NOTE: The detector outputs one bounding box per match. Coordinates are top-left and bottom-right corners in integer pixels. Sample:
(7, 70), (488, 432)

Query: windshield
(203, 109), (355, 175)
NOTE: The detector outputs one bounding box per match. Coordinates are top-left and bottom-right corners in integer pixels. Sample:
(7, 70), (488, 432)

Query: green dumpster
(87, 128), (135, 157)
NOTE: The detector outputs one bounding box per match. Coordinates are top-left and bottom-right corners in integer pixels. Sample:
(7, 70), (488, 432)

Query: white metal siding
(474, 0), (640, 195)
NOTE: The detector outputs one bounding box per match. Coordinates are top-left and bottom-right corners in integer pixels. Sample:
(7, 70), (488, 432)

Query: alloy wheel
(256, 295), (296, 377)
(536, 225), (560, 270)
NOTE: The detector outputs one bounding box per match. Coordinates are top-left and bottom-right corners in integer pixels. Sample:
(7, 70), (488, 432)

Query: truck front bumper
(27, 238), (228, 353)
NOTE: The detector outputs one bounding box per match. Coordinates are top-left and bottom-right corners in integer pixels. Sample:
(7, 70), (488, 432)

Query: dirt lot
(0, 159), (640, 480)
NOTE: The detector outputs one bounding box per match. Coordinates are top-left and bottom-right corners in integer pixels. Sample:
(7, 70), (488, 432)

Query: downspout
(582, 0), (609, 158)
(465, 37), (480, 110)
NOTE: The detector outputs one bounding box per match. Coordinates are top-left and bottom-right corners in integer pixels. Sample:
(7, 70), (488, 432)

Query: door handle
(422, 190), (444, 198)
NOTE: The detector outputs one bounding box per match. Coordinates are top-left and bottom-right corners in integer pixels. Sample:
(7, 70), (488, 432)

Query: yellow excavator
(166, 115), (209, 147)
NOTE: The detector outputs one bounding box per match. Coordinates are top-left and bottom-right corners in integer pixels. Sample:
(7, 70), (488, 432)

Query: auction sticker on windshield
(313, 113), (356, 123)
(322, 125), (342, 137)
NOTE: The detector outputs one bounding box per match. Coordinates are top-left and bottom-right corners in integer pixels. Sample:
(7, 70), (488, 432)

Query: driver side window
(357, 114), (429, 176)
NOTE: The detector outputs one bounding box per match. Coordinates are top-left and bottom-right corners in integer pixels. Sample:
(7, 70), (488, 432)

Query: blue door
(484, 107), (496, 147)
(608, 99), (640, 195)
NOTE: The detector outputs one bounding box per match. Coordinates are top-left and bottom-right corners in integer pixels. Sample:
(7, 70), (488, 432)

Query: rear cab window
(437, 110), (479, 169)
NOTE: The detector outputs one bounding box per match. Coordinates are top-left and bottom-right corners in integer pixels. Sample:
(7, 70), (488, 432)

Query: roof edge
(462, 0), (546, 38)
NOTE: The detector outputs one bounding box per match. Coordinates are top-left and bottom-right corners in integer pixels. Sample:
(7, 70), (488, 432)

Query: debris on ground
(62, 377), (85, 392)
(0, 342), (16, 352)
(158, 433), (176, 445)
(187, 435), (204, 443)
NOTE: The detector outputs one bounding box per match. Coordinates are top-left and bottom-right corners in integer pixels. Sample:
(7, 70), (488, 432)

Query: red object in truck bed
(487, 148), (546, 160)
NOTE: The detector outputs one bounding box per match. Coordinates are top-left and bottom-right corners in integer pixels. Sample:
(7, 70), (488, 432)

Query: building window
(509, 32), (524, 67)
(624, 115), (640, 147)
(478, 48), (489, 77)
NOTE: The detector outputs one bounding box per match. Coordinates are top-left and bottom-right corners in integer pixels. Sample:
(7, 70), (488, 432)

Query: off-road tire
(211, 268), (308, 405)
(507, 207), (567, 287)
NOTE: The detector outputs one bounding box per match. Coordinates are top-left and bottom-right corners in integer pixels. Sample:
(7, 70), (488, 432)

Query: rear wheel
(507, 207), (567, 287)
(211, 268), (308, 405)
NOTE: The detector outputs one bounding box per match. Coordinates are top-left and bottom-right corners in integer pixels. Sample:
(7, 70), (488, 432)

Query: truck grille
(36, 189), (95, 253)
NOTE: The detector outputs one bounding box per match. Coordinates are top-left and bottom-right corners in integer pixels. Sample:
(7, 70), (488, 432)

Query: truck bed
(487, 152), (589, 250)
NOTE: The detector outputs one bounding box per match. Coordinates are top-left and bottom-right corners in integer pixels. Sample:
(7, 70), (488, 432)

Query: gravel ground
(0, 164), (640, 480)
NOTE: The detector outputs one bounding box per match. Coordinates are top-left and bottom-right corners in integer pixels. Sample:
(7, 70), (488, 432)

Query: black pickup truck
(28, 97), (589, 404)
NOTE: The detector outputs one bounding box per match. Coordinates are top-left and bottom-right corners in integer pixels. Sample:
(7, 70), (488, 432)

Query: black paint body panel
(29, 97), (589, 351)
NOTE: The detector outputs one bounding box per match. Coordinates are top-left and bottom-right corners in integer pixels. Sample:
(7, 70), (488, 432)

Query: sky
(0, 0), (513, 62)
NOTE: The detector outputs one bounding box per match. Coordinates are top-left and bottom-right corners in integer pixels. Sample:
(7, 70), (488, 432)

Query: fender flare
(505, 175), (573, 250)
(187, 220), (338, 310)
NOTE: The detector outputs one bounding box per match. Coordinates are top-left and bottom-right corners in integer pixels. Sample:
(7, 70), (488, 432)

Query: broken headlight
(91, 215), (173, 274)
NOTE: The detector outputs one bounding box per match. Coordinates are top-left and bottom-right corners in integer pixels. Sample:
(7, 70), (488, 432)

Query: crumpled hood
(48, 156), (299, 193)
────────────────
To do> Please count the lines in the entries above that contain the string "windshield". Reply with that number only.

Solution to this exercise> 2